Source data

________________________________________

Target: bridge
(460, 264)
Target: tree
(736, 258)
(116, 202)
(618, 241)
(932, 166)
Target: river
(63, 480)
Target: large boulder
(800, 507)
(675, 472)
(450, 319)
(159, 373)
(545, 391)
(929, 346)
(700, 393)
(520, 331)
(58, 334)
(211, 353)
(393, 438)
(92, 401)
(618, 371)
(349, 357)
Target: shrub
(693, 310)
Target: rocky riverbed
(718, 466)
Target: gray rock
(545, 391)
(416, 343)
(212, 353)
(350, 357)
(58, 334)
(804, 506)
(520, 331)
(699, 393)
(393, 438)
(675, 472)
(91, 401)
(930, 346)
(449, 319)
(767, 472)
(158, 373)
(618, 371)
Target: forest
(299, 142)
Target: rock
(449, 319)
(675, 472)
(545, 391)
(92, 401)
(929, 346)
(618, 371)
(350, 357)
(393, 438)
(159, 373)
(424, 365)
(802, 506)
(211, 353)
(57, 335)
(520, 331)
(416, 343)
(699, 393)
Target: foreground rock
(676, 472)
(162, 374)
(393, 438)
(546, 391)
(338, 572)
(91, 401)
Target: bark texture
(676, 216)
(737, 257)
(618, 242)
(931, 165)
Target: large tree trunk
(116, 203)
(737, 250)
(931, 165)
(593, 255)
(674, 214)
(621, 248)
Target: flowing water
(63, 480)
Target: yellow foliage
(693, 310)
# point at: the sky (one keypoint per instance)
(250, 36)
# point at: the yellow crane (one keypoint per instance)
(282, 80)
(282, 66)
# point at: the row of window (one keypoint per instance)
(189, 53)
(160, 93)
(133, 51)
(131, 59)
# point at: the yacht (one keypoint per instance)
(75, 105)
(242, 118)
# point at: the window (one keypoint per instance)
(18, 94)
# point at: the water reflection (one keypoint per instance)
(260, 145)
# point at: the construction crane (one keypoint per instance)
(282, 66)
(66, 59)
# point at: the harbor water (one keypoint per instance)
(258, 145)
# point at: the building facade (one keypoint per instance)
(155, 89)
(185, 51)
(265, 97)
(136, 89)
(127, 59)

________________________________________

- **Exercise goal**: Produce a verbatim copy of the lines from the one holding "Target: yellow foliage" to the final line of the data, and nothing more.

- **Result of this exercise**:
Target: yellow foliage
(693, 310)
# point at: the sky (one keypoint per instance)
(250, 36)
# point at: the yellow crane (one keypoint per instance)
(282, 80)
(282, 66)
# point at: the row of window (one keypoint per instance)
(189, 53)
(160, 93)
(133, 51)
(131, 59)
# point at: the yacht (one keypoint per instance)
(75, 105)
(242, 118)
# point at: the window (one keypoint per instance)
(18, 94)
# point at: the water reflection (one keypoint per instance)
(260, 145)
# point at: the construction crane (one keypoint per instance)
(282, 66)
(66, 59)
# point at: the harbor water (one keypoint per instance)
(258, 145)
# point at: the building facade (one keypoint per instance)
(155, 89)
(185, 51)
(265, 97)
(136, 89)
(127, 59)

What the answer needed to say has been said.